WHAT IS ASKED:
Answer these questions from the review of My Child Lebensborn below.
1. What nationality are the game's developers?
2. Which child did the writer choose to raise, and why?
3. How old was Karin when she wanted to know who her parents were?

TEXT SEGMENT:
++++

Discover how hatred of our enemies continues to create victims, even after the victory.

That’s how the Norwegian developers described the theme of their app game My Child Lebensborn. Right after World War II, you adopt a child, Klaus or Karin, and must survive in a small Norwegian town. I couldn’t resist taking a look, and downloaded the app on my tablet.

Two hours later, I was still playing, and on the edge of tears.

The artwork and gameplay are simple and wonderful, and the music a perfect soundtrack to the bittersweet story that unfolds. You’re a single parent raising your adoptive child; I chose the girl Karin, because I have a daughter the same age. It’s a hard life. I had to work hard to feed her, and Karin often went hungry, or was alone at home. The basic tasks of feeding and clothing and washing Karin would’ve been overwhelming on their own, but worse things happened.

Karin turned 7 and wanted to know who her parents were. And why was she so bullied at school? Why was she called a “Nazi-kid?” Why did the others call her a German as if it was the worst thing one could be? I had to help Karin struggle with these questions, and watched how she suffered under them.

++++

GIVEN INFORMATION:
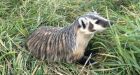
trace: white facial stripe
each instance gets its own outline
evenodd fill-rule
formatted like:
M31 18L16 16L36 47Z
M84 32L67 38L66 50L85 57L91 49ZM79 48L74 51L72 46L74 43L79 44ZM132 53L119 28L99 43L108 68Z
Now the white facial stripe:
M87 20L85 18L83 18L83 17L78 19L78 22L79 22L80 25L82 25L82 21L84 22L84 24L87 23Z
M94 25L94 27L93 27L94 30L96 30L96 31L103 31L103 30L106 29L106 28L102 27L101 25L96 24L95 22L96 22L97 20L92 20L92 19L90 19L90 18L86 18L86 19Z

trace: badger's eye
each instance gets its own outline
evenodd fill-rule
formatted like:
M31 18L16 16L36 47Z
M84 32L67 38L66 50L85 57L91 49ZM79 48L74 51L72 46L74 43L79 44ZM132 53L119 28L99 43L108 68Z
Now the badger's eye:
M99 24L99 23L100 23L100 20L97 20L95 23L96 23L96 24Z

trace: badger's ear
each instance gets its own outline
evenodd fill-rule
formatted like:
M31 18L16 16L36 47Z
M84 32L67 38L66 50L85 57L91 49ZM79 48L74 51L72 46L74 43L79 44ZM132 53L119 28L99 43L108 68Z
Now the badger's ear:
M79 22L80 26L82 26L84 29L86 28L86 24L87 24L86 18L79 18L78 22Z

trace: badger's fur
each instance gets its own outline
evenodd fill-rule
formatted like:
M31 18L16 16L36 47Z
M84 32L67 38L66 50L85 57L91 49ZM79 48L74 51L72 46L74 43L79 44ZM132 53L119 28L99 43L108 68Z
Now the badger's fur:
M84 56L94 33L103 31L109 23L98 13L89 12L70 26L38 28L27 39L27 47L32 55L42 60L75 62Z

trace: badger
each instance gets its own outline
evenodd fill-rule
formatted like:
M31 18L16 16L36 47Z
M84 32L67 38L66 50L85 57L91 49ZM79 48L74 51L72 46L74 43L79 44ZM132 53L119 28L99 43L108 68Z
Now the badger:
M87 60L85 49L89 41L96 32L101 32L110 25L112 22L97 12L88 12L76 18L69 26L39 27L28 37L27 48L33 56L48 62L84 64ZM86 54L89 55L90 52Z

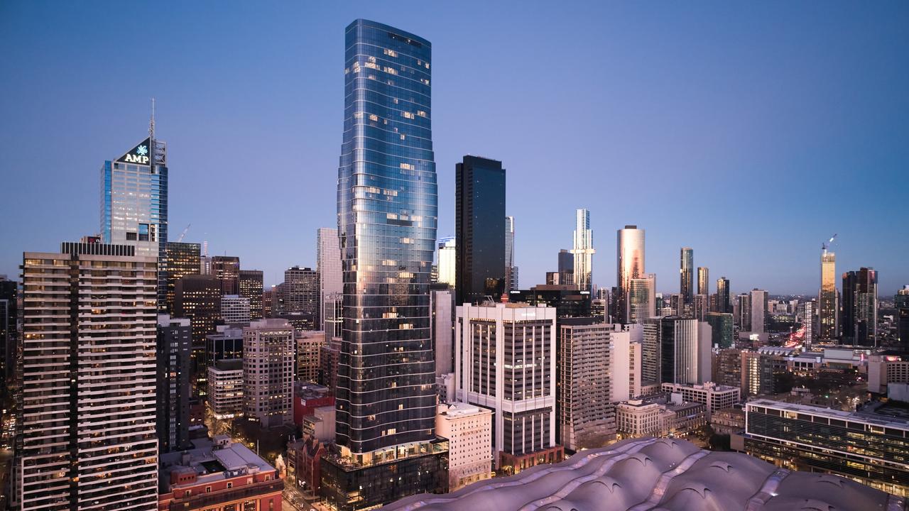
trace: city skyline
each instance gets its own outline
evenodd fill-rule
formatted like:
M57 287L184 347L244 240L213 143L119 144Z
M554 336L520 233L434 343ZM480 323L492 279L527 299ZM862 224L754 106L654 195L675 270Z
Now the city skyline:
M492 23L476 20L470 8L417 5L407 14L388 14L369 5L319 9L285 5L212 15L201 6L163 6L176 15L162 21L173 37L155 42L148 73L187 78L165 83L148 80L146 73L131 75L135 55L148 47L147 36L115 22L138 15L139 7L118 7L13 5L0 16L0 41L14 50L0 65L6 76L0 82L5 98L0 113L7 119L0 126L6 141L0 168L5 188L16 192L0 203L0 214L17 221L5 229L9 242L0 248L0 274L15 278L25 249L50 251L59 239L96 234L98 162L147 136L152 96L158 99L156 135L168 142L170 153L169 241L192 223L185 241L207 240L212 255L238 256L242 268L264 270L266 286L279 283L283 271L294 265L315 267L315 231L335 224L334 148L343 122L343 70L337 59L344 51L337 34L352 19L366 17L405 30L420 27L419 33L435 44L439 237L454 234L454 166L461 155L479 154L507 162L515 178L509 182L506 214L536 228L522 229L515 240L524 288L544 282L544 272L556 270L553 255L571 246L571 229L564 225L570 225L578 207L590 209L593 230L606 233L601 235L606 242L597 246L594 262L598 286L615 285L614 246L608 233L625 224L648 232L647 270L657 275L657 292L677 291L671 278L678 267L676 251L691 246L697 254L694 265L725 276L734 294L753 287L774 295L816 294L820 244L833 233L839 234L833 247L837 274L874 267L884 299L909 282L909 268L901 266L909 240L893 228L894 205L901 204L900 193L909 188L909 177L900 172L907 155L909 103L899 92L909 88L909 74L895 64L909 45L899 31L909 17L905 5L881 5L873 12L839 5L821 12L808 6L754 5L734 15L714 9L704 19L697 17L703 12L671 6L664 19L644 16L644 8L634 5L583 5L579 10L589 15L572 12L570 21L568 12L547 6L542 9L551 10L552 15L514 16L514 25L500 34L479 30L482 35L474 42L463 40L448 25L456 25L452 22L459 16ZM504 19L513 7L486 10L491 19ZM781 11L792 19L776 19ZM267 24L278 15L296 16L305 30L285 27L246 45L248 36L270 30ZM200 35L193 24L206 16L212 17L211 25ZM811 30L796 31L814 16L820 19ZM241 19L249 23L239 34L227 30ZM860 21L874 24L877 30L869 35ZM594 22L606 23L609 30L598 35L578 30ZM525 41L530 47L524 49L560 73L546 78L544 85L528 83L525 92L512 90L507 75L519 73L523 65L506 62L510 51L516 51L508 38L548 25L556 34L574 36L562 44L576 54L564 55L550 47L546 38ZM99 26L112 27L120 44L109 45L112 35ZM655 40L646 40L661 32L664 34ZM181 55L187 41L200 36L210 41L195 42L195 51ZM746 42L749 36L756 41ZM73 39L85 46L70 48ZM322 41L327 45L325 52L306 51L307 45ZM237 46L241 42L244 45ZM669 51L675 43L681 47ZM711 47L717 44L725 49ZM573 75L581 64L600 62L590 60L596 52L583 49L592 45L604 52L600 58L607 64L585 68L590 75ZM788 45L798 45L800 51L780 56ZM479 47L486 50L474 51ZM274 55L256 62L268 52ZM675 58L686 52L700 52L703 59L692 65L688 59ZM230 62L225 55L231 55ZM821 55L829 60L818 58ZM868 60L867 55L879 55L879 60ZM295 59L287 61L288 56ZM636 62L641 57L655 60L648 67ZM751 59L748 65L738 62L742 58ZM28 62L41 65L29 67ZM225 82L234 78L237 66L278 79ZM110 67L122 79L98 84L96 74ZM471 70L487 73L489 78L459 77ZM669 83L650 83L664 75ZM61 75L72 77L61 81ZM301 84L304 80L312 83ZM66 88L61 88L63 82ZM577 99L536 88L554 85L569 87L569 95ZM306 95L325 97L317 102L325 105L299 99L295 89L300 86ZM699 95L695 89L711 94ZM25 100L35 91L42 94L40 104ZM614 100L604 99L603 94ZM534 123L535 115L524 112L525 95L542 101L553 125L544 126L542 119ZM592 101L604 105L591 105ZM583 104L587 105L579 108ZM789 117L794 109L798 119ZM493 113L492 126L472 123L484 112ZM50 116L53 122L47 121ZM470 131L464 129L468 123ZM559 133L554 135L554 129ZM554 138L542 142L548 137ZM577 155L589 153L577 145L601 139L606 144L604 161ZM55 141L55 153L67 155L67 165L27 172L36 155L48 151L49 141ZM230 150L224 151L223 145ZM273 179L262 179L264 171ZM642 179L654 173L660 180ZM683 180L682 175L688 177ZM542 196L535 192L544 178L587 179L584 189L591 191ZM282 185L288 179L302 182L302 195L299 185ZM635 182L646 183L642 195L610 193L630 189ZM674 198L678 186L694 187L695 183L699 191L717 200L710 207L687 204L691 214L686 218L709 228L678 229L672 209L654 205ZM268 207L225 215L216 198L241 189ZM864 205L863 215L852 215L848 205L841 212L815 215L845 189L873 194L875 200ZM719 196L721 193L724 195ZM754 205L755 194L762 196L761 209ZM541 200L554 202L540 208ZM65 212L49 205L34 215L16 215L25 205L40 201L65 205ZM722 215L716 214L717 207ZM782 216L781 211L789 215ZM782 229L781 224L791 228Z

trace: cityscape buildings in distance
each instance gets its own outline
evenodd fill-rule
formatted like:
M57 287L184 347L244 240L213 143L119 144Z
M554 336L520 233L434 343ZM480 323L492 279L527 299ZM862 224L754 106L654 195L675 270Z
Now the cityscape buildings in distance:
M436 183L429 41L363 19L345 36L338 224L317 230L315 265L265 288L240 256L168 240L153 118L102 167L99 235L24 252L21 288L0 278L14 508L517 508L500 496L515 486L578 509L616 493L906 507L909 286L891 300L871 266L838 276L831 238L816 295L725 276L711 293L691 246L661 293L628 225L615 286L598 288L597 218L578 208L555 271L522 286L502 161L454 164L455 235L437 236L452 187ZM637 492L664 474L654 459L680 474ZM612 479L588 480L594 465ZM546 489L558 473L572 492Z

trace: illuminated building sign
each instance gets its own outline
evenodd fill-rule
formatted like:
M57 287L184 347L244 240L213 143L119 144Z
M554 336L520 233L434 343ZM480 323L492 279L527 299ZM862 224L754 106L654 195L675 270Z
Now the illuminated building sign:
M117 160L119 163L125 164L138 164L145 165L151 165L152 155L151 155L152 139L146 138L135 147L133 147L128 153L120 156Z

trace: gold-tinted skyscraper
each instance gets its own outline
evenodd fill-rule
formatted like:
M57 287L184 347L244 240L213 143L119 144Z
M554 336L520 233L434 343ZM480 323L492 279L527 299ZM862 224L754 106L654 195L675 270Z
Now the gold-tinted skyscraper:
M834 339L838 333L836 296L836 255L821 254L821 292L817 299L817 323L819 339Z

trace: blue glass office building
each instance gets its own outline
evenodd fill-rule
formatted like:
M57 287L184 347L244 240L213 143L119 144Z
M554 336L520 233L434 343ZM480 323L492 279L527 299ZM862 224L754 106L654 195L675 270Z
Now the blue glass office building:
M167 302L167 148L149 136L101 167L101 237L158 258L158 310Z

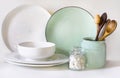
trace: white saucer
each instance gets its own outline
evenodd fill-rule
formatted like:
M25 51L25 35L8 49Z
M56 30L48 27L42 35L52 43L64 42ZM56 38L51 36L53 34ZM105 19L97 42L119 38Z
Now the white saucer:
M2 37L6 46L16 52L21 42L43 42L50 13L39 5L22 5L10 11L2 25Z
M64 54L55 54L54 56L44 59L44 60L31 60L21 57L17 53L10 53L5 57L6 62L30 67L46 67L55 66L68 62L68 56Z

++++

TASK ANSWER:
1. Norwegian.
2. Karin, because the writer has a daughter the same age.
3. Seven.